-------- PASSAGE TO READ

The Parliament of Bordeaux compelled Rochefoucauld to surrender. He did
so, and returned nominally to Poitou, but in reality in secret to Paris.

There he found the Queen engaged in trying to maintain her position by
playing off the rival parties of the Prince Condé and the Cardinal
De Retz against each other. Rochefoucauld eagerly espoused his old
party–that of Condé. In August, 1651, the contending parties met in the
Hall of the Parliament of Paris, and it was with great difficulty they
were prevented from coming to blows even there. It is even said that
Rochefoucauld had ordered his followers to murder De Retz.

Rochefoucauld was soon to undergo a bitter disappointment. While
occupied with party strife and faction in Paris, Madame de Chevreuse
left him, and formed an alliance with the Duc de Nemours. Rochefoucauld
still loved her. It was, probably, thinking of this that he afterwards
wrote, “Jealousy is born with love, but does not die with it.” He
endeavoured to get Madame de Chatillon, the old mistress of the Duc de
Nemours, reinstated in favour, but in this he did not succeed. The Duc
de Nemours was soon after killed in a duel. The war went on, and after
several indecisive skirmishes, the decisive battle was fought at Paris,
in the Faubourg St. Antoine, where the Parisians first learnt the use
or the abuse of their favourite defence, the barricade. In this battle,
Rochefoucauld behaved with great bravery. He was wounded in the head, a
wound which for a time deprived him of his sight. Before he recovered,
the war was over, Louis XIV. had attained his majority, the gold of
Mazarin, the arms of Turenne, had been successful, the French nobility
were vanquished, the court supremacy established.

----------------

**BRIEF 1**. In the listing, format the lines as a numbered list, starting at the line containing "put a marker on the white window frame" and ending at the last line of the listing, with blank lines omitted.
**BRIEF 2**. Pick up the passage on Rochefoucauld where it stops and continue it.

-------- DATA PROVIDED

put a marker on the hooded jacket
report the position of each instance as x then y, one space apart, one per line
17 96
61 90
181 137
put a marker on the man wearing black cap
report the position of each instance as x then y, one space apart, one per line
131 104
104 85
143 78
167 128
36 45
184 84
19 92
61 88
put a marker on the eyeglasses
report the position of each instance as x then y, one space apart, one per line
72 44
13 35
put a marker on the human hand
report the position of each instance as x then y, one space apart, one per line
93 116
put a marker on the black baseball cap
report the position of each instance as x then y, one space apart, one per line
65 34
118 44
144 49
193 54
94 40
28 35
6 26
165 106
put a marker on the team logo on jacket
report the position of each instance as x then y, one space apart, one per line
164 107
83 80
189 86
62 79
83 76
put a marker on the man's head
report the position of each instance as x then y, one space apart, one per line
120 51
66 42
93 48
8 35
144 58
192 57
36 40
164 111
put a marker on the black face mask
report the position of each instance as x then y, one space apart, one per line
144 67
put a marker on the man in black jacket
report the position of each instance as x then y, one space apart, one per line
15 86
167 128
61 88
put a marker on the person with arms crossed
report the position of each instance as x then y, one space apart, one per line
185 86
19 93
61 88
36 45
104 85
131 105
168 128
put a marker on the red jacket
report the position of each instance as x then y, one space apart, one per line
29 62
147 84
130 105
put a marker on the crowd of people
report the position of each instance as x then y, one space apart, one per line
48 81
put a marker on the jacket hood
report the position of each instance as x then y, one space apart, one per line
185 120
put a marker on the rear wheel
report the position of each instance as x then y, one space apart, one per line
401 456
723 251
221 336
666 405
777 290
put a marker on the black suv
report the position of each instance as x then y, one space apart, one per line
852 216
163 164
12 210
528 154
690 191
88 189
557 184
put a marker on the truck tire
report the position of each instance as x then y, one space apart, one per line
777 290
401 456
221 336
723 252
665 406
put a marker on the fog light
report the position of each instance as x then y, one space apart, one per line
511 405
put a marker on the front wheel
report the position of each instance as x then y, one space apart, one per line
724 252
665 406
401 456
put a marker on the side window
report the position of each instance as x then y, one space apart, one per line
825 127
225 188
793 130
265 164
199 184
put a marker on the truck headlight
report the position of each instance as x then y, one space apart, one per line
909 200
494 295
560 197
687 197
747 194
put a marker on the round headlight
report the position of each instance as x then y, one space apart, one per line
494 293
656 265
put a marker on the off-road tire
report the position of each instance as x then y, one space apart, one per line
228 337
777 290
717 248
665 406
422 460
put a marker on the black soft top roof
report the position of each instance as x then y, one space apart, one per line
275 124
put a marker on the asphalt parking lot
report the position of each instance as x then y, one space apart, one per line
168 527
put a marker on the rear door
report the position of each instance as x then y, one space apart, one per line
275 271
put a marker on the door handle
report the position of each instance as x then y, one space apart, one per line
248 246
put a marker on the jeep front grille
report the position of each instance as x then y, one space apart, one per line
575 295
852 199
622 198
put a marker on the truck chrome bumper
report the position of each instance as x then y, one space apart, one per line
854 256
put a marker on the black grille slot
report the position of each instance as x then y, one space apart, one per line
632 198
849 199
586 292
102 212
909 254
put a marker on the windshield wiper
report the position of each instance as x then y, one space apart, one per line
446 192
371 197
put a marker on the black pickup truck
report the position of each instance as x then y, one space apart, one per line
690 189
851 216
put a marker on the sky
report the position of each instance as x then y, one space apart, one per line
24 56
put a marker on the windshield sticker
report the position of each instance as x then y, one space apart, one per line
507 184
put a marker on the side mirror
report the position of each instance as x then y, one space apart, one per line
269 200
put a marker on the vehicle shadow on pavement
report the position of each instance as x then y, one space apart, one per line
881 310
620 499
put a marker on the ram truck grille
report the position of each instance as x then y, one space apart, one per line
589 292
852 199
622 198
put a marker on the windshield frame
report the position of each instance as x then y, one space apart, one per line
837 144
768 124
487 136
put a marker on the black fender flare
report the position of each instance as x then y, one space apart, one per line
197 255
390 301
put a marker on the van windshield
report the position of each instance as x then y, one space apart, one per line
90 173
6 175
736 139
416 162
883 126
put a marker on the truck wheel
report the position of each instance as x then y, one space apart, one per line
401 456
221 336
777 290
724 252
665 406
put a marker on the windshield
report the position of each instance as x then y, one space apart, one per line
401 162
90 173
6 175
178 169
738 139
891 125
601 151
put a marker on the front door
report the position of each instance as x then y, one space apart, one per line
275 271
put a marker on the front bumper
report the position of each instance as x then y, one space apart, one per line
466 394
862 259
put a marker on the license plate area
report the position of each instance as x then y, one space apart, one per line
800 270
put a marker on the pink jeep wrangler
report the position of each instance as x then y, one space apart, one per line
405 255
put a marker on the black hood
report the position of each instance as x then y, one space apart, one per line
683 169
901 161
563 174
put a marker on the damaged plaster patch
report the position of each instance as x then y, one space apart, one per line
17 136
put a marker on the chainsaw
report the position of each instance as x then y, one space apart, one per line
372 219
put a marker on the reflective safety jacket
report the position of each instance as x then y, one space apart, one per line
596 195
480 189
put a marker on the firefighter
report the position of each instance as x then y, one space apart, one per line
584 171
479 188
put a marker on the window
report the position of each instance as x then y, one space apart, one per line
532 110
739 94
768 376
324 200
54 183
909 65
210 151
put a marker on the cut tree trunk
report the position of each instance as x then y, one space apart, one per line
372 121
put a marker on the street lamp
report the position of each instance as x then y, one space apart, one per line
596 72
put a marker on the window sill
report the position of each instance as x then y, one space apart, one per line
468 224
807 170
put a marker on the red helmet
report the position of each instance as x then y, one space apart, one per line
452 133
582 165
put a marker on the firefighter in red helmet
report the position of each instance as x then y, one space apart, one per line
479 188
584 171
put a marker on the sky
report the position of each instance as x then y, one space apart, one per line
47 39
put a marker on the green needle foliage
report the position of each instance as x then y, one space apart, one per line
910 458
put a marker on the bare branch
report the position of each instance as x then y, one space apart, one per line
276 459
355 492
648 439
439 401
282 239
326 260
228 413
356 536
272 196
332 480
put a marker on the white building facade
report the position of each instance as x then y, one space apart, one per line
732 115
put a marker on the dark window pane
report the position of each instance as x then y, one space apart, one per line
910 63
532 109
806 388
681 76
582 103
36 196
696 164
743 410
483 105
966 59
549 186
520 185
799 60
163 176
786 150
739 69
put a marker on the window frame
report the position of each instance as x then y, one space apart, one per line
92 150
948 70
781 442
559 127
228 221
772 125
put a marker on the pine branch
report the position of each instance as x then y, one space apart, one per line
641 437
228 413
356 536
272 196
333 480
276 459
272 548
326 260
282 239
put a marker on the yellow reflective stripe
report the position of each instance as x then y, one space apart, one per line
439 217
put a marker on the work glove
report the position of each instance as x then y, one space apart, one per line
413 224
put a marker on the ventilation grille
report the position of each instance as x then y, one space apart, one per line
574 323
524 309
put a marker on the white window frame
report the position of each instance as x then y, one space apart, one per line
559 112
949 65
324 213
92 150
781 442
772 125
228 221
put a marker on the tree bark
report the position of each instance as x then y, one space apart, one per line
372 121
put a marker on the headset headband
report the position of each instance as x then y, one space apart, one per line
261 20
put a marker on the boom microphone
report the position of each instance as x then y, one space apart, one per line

----------------

**REPLY 1**.
1. put a marker on the white window frame
2. report the position of each instance as x then y, one space apart, one per line
3. 559 112
4. 949 65
5. 324 213
6. 92 150
7. 781 442
8. 772 125
9. 228 221
10. put a marker on the tree bark
11. report the position of each instance as x then y, one space apart, one per line
12. 372 121
13. put a marker on the headset headband
14. report the position of each instance as x then y, one space apart, one per line
15. 261 20
16. put a marker on the boom microphone
17. report the position of each instance as x then y, one space apart, one per line

**REPLY 2**.
This completed Rochefoucauld’s active life.

When he recovered his health, he devoted himself to society. Madame
de Sablé assumed a hold over him. He lived a quiet life, and occupied
himself in composing an account of his early life, called his “Memoirs,”
and his immortal “Maxims.”

From the time he ceased to take part in public life, Rochefoucauld’s
real glory began. Having acted the various parts of soldier, politician,
and lover with but small success, he now commenced the part of moralist,
by which he is known to the world.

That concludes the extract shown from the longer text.